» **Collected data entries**
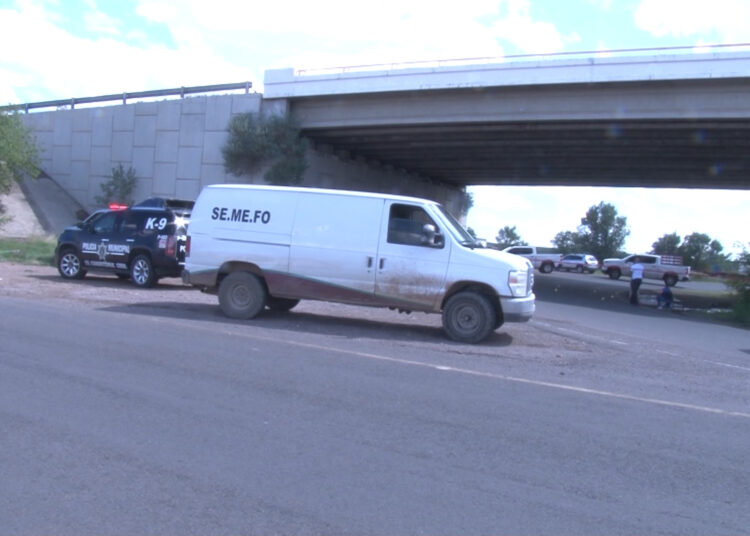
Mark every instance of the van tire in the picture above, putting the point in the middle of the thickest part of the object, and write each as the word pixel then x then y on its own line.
pixel 241 295
pixel 142 272
pixel 70 265
pixel 469 317
pixel 281 304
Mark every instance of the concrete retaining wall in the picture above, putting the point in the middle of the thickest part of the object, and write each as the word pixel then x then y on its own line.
pixel 175 148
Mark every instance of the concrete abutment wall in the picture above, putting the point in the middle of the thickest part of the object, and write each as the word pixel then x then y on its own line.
pixel 174 146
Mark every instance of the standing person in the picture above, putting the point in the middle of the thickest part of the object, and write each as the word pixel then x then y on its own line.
pixel 636 276
pixel 665 298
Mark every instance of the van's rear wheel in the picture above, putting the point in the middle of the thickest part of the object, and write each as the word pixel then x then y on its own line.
pixel 70 265
pixel 241 295
pixel 281 304
pixel 469 317
pixel 142 271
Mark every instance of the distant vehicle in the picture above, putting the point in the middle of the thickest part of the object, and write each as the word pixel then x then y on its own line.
pixel 264 246
pixel 668 268
pixel 143 242
pixel 544 262
pixel 578 262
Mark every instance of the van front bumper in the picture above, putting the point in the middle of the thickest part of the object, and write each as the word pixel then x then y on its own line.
pixel 518 309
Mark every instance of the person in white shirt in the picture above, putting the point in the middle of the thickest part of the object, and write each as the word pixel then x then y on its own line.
pixel 636 276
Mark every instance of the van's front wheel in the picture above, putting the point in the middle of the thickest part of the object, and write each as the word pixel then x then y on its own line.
pixel 469 317
pixel 241 295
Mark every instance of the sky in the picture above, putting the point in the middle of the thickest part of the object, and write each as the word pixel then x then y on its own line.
pixel 58 49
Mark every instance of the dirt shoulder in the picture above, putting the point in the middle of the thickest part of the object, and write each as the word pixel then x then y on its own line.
pixel 29 281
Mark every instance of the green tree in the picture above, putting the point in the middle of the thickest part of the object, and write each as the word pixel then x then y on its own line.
pixel 700 252
pixel 602 232
pixel 255 141
pixel 668 244
pixel 18 152
pixel 566 241
pixel 508 236
pixel 119 188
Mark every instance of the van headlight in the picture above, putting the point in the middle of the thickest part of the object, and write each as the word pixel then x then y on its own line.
pixel 518 281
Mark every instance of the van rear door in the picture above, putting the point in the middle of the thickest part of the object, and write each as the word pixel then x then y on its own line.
pixel 411 265
pixel 334 244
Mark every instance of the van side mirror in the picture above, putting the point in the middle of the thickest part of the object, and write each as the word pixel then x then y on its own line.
pixel 430 236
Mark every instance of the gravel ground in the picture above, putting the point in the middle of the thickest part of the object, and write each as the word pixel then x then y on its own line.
pixel 22 223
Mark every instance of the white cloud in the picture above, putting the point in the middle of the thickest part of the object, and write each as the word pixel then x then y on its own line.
pixel 76 66
pixel 539 213
pixel 690 18
pixel 533 37
pixel 101 23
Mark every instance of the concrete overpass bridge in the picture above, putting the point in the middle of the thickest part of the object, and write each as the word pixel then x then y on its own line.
pixel 679 120
pixel 667 120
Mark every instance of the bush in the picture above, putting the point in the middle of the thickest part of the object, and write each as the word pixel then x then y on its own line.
pixel 256 140
pixel 119 188
pixel 28 251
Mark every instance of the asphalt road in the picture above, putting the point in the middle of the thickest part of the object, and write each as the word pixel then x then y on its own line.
pixel 158 417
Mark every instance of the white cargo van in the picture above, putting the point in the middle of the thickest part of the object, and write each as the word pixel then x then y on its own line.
pixel 265 246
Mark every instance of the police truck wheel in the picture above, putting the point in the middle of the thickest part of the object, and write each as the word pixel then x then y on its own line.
pixel 70 266
pixel 469 317
pixel 281 304
pixel 142 272
pixel 241 295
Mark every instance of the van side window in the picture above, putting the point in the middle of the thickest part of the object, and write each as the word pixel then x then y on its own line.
pixel 406 226
pixel 107 223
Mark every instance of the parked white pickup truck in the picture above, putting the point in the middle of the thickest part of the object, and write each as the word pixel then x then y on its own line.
pixel 668 268
pixel 544 262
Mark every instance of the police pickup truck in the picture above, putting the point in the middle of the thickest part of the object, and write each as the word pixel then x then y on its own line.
pixel 142 242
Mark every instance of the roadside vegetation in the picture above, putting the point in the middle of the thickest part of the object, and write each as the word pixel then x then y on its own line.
pixel 39 251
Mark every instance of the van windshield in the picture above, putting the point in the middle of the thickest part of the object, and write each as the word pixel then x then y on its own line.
pixel 456 229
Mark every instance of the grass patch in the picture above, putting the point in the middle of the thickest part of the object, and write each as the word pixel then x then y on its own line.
pixel 40 251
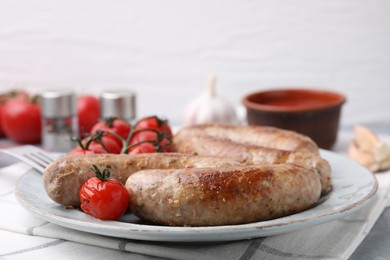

» **EXERCISE GOAL**
Reproduce word for word the lines of the material beginning with the line containing "Mark every instance of the van front" and continuing through the line containing "pixel 518 309", including both of those lines.

» **THE REPLY**
Mark every instance of the van front bumper in the picture above, putting the point in the middle of the thickest part of the object, and write each as the word pixel then x then y on its own line.
pixel 518 309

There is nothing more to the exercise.